[Start of section]

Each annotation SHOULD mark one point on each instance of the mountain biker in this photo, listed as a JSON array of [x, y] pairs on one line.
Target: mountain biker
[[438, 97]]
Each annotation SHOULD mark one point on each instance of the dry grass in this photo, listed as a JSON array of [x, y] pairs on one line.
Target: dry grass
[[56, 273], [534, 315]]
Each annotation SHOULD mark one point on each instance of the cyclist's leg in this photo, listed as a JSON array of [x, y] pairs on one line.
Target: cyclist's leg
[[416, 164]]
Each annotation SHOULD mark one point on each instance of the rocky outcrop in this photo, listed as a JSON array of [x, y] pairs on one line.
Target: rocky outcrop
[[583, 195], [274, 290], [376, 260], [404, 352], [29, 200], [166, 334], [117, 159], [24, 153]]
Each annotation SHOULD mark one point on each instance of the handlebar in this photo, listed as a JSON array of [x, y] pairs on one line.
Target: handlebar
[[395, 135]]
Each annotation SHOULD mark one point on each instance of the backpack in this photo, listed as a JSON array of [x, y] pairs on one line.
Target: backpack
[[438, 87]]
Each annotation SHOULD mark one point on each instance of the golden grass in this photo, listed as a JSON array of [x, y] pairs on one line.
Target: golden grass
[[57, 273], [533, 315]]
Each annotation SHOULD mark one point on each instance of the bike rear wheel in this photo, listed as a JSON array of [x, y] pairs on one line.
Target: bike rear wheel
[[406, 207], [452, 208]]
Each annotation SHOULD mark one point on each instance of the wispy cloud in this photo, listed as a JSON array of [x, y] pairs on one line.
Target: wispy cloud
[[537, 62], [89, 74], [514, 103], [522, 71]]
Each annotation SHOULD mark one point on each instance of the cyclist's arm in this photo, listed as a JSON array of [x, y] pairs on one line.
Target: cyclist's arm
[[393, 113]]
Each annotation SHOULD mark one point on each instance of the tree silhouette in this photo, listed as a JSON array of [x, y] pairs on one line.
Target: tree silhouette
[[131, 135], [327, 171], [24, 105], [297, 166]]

[End of section]
[Start of section]

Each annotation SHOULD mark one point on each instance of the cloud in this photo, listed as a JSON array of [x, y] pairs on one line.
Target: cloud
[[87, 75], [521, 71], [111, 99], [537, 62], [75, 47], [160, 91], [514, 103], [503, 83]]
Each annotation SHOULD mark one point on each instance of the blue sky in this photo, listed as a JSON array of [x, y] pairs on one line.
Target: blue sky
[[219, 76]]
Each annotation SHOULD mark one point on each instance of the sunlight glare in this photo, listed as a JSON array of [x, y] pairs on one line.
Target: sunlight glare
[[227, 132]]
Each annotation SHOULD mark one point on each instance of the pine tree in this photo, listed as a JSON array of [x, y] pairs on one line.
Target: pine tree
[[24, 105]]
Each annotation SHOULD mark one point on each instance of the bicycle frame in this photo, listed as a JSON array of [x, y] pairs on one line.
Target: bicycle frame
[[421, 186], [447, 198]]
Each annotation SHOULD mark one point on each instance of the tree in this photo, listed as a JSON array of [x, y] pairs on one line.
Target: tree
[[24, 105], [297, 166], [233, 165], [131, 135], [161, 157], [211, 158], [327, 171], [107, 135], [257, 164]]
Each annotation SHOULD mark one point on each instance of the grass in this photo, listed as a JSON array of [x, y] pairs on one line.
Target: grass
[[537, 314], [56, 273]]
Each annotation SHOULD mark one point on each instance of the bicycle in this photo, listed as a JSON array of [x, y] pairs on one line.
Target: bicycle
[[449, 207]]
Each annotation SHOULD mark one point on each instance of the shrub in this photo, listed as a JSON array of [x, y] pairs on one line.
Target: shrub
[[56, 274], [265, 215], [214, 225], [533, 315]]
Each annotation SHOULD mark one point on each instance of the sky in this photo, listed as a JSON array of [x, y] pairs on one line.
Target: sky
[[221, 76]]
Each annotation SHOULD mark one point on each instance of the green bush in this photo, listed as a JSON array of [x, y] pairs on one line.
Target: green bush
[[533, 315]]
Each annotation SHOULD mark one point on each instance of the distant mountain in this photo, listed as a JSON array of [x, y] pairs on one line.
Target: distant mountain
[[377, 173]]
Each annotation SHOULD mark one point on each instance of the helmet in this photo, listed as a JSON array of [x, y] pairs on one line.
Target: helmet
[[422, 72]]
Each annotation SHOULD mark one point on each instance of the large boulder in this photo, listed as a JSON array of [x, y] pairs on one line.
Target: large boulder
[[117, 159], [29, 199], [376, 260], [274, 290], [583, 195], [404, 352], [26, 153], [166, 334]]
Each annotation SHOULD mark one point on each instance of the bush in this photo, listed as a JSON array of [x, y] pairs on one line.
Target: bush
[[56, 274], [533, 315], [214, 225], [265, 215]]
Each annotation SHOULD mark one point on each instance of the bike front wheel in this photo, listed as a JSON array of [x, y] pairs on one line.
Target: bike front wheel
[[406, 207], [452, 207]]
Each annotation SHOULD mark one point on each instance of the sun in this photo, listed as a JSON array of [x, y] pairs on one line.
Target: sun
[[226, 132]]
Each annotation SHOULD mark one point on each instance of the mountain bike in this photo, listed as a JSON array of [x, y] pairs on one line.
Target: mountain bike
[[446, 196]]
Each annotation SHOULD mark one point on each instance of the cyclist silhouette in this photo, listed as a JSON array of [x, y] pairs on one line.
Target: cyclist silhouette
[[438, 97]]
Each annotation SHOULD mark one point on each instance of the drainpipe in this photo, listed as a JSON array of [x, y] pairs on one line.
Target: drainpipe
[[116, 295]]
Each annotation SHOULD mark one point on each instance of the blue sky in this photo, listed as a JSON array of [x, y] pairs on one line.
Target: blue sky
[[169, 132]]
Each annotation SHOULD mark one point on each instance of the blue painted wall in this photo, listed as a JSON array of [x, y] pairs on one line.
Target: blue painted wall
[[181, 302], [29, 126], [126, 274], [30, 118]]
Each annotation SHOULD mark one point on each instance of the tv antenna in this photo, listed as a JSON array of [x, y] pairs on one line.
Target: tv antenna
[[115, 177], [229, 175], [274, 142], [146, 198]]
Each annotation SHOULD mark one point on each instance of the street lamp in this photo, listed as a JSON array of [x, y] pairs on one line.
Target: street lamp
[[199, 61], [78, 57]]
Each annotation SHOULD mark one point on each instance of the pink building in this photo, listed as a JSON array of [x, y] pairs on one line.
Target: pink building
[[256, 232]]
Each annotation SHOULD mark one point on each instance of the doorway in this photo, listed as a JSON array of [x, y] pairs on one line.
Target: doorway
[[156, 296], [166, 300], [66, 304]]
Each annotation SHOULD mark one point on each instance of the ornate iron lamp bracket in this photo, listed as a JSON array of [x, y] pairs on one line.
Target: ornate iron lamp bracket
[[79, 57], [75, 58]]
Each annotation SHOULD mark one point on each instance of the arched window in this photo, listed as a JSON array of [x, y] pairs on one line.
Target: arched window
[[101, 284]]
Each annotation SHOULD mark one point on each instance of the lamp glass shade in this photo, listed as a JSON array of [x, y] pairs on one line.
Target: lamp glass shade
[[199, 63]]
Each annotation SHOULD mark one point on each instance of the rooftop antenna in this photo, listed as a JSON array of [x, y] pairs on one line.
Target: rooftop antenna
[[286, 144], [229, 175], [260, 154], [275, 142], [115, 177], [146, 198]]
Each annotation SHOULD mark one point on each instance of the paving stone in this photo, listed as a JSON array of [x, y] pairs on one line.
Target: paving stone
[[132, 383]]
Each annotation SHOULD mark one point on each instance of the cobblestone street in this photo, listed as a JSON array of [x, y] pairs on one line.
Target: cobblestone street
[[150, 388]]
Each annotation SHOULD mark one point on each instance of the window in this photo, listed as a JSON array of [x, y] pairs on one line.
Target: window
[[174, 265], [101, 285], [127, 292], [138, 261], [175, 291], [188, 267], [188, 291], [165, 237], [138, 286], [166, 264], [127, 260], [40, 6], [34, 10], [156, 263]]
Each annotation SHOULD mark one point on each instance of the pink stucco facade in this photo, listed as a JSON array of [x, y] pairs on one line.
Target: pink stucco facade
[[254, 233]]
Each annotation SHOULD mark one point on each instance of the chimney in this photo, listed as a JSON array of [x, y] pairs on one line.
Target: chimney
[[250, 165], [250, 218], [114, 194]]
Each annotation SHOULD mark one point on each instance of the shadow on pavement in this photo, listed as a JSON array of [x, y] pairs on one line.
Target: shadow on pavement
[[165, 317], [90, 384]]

[End of section]
[Start of section]

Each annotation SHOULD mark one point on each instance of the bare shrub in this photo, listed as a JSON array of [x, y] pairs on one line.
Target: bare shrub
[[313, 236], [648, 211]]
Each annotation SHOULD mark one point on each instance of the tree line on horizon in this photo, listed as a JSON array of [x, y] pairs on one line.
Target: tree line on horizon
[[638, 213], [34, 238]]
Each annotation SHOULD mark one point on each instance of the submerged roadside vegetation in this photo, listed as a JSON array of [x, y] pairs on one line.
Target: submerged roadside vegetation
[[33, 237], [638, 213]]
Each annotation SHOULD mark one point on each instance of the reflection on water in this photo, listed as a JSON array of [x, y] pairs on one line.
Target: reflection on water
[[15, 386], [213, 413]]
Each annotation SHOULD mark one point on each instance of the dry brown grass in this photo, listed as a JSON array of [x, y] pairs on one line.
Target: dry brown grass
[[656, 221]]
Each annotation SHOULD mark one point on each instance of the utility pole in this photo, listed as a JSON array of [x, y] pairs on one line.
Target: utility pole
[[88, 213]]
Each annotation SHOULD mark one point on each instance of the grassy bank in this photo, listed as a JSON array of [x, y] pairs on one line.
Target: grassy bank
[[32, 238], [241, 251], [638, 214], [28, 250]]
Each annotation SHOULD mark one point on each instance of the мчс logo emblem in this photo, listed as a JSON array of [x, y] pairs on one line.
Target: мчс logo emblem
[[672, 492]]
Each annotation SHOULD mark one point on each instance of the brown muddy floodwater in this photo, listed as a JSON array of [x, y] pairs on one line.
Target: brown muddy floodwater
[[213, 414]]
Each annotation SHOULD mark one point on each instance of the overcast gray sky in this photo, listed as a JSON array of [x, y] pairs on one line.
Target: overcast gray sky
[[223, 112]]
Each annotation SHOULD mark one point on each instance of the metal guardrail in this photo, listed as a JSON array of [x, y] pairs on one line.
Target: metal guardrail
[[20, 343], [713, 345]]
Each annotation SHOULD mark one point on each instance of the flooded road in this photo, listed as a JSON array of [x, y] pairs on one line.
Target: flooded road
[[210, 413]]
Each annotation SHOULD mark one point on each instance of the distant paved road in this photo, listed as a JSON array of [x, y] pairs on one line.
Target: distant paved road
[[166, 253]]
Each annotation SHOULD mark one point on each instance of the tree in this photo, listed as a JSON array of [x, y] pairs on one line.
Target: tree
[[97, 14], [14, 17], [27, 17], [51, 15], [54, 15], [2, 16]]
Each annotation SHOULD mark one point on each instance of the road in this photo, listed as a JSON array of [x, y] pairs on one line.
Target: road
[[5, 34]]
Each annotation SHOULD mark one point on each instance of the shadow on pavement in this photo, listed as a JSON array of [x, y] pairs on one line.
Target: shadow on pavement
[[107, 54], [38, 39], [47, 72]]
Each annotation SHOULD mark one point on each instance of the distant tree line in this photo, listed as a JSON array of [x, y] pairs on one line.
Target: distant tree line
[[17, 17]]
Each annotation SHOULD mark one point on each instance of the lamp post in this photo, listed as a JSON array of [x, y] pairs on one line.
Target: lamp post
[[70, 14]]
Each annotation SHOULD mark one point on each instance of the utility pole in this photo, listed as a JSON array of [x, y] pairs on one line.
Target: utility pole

[End of section]

> _Requirement_: Above are some records; copy exactly the lines from the one with "the mountain biker" through the one with "the dry grass", both included, and no others.

> _Completed exercise_:
Each annotation SHOULD mark one point on each instance of the mountain biker in this photo, listed as a JSON array of [x, y] pairs on one line.
Target: mountain biker
[[438, 97]]
Each annotation SHOULD mark one point on each instance of the dry grass in this photo, listed as a JSON array of [x, y] pairs on one line.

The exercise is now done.